## START MATERIAL FOR THE TASK
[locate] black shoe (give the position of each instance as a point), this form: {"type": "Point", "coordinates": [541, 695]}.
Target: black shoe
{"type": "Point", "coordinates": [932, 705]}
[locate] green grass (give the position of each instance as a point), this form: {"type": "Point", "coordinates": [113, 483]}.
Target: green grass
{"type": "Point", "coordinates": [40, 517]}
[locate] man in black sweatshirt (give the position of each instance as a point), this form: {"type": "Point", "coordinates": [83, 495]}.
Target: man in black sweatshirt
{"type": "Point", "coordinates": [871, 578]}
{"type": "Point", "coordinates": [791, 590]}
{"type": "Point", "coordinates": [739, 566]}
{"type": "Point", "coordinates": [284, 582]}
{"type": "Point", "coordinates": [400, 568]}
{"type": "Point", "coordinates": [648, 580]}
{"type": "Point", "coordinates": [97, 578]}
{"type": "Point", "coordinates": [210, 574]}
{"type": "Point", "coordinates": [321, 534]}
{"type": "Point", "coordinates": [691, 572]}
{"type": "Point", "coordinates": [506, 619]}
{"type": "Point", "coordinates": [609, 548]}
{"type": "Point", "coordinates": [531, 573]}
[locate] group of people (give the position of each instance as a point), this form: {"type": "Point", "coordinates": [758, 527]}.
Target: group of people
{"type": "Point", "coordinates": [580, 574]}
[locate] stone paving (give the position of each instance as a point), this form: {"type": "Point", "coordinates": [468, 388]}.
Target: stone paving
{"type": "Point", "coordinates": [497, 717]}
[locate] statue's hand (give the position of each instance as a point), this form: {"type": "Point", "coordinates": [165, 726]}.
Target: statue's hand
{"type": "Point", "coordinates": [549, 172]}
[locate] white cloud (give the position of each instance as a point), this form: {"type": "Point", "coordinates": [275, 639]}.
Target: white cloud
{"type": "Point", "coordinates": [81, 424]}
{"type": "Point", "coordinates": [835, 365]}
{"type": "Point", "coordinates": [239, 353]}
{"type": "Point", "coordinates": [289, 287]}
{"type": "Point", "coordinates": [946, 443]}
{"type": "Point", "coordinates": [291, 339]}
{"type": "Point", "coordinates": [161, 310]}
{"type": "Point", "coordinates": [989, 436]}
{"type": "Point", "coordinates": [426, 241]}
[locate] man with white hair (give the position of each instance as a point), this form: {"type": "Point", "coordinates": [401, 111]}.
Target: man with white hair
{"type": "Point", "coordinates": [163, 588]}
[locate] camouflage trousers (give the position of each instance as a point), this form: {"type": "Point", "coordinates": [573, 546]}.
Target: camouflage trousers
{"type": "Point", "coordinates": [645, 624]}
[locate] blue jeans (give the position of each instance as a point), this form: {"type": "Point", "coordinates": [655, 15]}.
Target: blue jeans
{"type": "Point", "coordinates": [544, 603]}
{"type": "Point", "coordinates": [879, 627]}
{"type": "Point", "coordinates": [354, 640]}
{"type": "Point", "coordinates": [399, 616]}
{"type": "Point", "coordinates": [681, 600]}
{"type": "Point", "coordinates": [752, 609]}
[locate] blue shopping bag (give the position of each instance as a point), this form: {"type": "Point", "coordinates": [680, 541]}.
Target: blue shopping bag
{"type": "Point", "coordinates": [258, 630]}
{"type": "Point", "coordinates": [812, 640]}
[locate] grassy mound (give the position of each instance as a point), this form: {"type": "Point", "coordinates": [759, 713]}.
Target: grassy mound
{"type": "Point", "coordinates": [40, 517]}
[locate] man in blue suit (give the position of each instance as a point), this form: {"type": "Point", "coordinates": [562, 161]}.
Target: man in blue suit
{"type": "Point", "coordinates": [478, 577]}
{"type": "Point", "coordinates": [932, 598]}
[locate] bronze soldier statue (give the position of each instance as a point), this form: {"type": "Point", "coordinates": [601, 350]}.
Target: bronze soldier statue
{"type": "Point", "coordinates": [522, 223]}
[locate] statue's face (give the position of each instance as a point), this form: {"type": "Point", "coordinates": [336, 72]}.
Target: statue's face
## END MATERIAL FOR THE TASK
▶ _AIM OF THE TASK_:
Copy all of the lines above, renaming "black sweatshirt" to "dark hoodie" wherever it occurs and changing nothing else.

▶ _TASK SOLUTION_:
[locate] black shoe (give the position of each instance as a point), this form: {"type": "Point", "coordinates": [541, 695]}.
Target: black shoe
{"type": "Point", "coordinates": [932, 705]}
[locate] green grass (give the position of each instance as a point), this form: {"type": "Point", "coordinates": [113, 483]}.
Target: green grass
{"type": "Point", "coordinates": [40, 517]}
[locate] man in dark hoodie (give the position of each instance as a point), this form: {"type": "Point", "coordinates": [83, 495]}.
Target: man in dark hoodie
{"type": "Point", "coordinates": [871, 578]}
{"type": "Point", "coordinates": [791, 590]}
{"type": "Point", "coordinates": [739, 566]}
{"type": "Point", "coordinates": [284, 582]}
{"type": "Point", "coordinates": [400, 568]}
{"type": "Point", "coordinates": [648, 580]}
{"type": "Point", "coordinates": [97, 578]}
{"type": "Point", "coordinates": [210, 574]}
{"type": "Point", "coordinates": [321, 534]}
{"type": "Point", "coordinates": [691, 572]}
{"type": "Point", "coordinates": [506, 619]}
{"type": "Point", "coordinates": [609, 548]}
{"type": "Point", "coordinates": [531, 573]}
[locate] group of people (give the position of each instance as a point), this form: {"type": "Point", "coordinates": [758, 527]}.
Target: group of people
{"type": "Point", "coordinates": [580, 574]}
[locate] stone paving (give the position of each instance as a point), this form: {"type": "Point", "coordinates": [468, 388]}.
Target: stone paving
{"type": "Point", "coordinates": [497, 717]}
[locate] statue's hand (give the position of each instance as a point), this form: {"type": "Point", "coordinates": [165, 726]}.
Target: statue's hand
{"type": "Point", "coordinates": [549, 172]}
[locate] white cloud (give the position of each instance as a point), this form: {"type": "Point", "coordinates": [275, 639]}.
Target: white cloud
{"type": "Point", "coordinates": [81, 424]}
{"type": "Point", "coordinates": [835, 365]}
{"type": "Point", "coordinates": [239, 353]}
{"type": "Point", "coordinates": [289, 287]}
{"type": "Point", "coordinates": [946, 443]}
{"type": "Point", "coordinates": [291, 339]}
{"type": "Point", "coordinates": [161, 310]}
{"type": "Point", "coordinates": [989, 436]}
{"type": "Point", "coordinates": [426, 241]}
[locate] man with white hair (give the position of each instance as a point), this form: {"type": "Point", "coordinates": [401, 111]}.
Target: man with white hair
{"type": "Point", "coordinates": [163, 588]}
[locate] camouflage trousers (give the position of each instance as a point), this form: {"type": "Point", "coordinates": [573, 546]}.
Target: camouflage trousers
{"type": "Point", "coordinates": [645, 624]}
[locate] blue jeans (give the position of each instance as a point), this form: {"type": "Point", "coordinates": [655, 15]}.
Target: blue jeans
{"type": "Point", "coordinates": [544, 603]}
{"type": "Point", "coordinates": [879, 627]}
{"type": "Point", "coordinates": [354, 640]}
{"type": "Point", "coordinates": [399, 616]}
{"type": "Point", "coordinates": [681, 600]}
{"type": "Point", "coordinates": [752, 609]}
[locate] blue shopping bag (give the position of each instance as a point), this form: {"type": "Point", "coordinates": [680, 541]}.
Target: blue shopping bag
{"type": "Point", "coordinates": [258, 630]}
{"type": "Point", "coordinates": [812, 640]}
[locate] grassy mound (give the position of each instance as a point), this form: {"type": "Point", "coordinates": [759, 713]}.
Target: grassy mound
{"type": "Point", "coordinates": [40, 517]}
[locate] man in blue suit (give the position of each instance as a point), this form: {"type": "Point", "coordinates": [562, 161]}.
Target: man in blue suit
{"type": "Point", "coordinates": [478, 577]}
{"type": "Point", "coordinates": [932, 598]}
[locate] bronze soldier statue (give the position of each instance as a point), this form: {"type": "Point", "coordinates": [601, 350]}.
Target: bronze soldier statue
{"type": "Point", "coordinates": [522, 223]}
[locate] statue's face (give the position of each instance as a point), this form: {"type": "Point", "coordinates": [336, 72]}.
Target: statue's face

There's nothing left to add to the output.